Dataset entries
= Beginning of Section =

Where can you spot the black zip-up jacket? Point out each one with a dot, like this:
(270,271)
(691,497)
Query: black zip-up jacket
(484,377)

= End of Section =

> **Work instructions**
Each line above must be output exactly as it stands.

> **Written reply**
Where can you spot the black zip-up jacket? Point out each one with a dot, like this:
(270,271)
(691,497)
Query: black zip-up jacket
(484,377)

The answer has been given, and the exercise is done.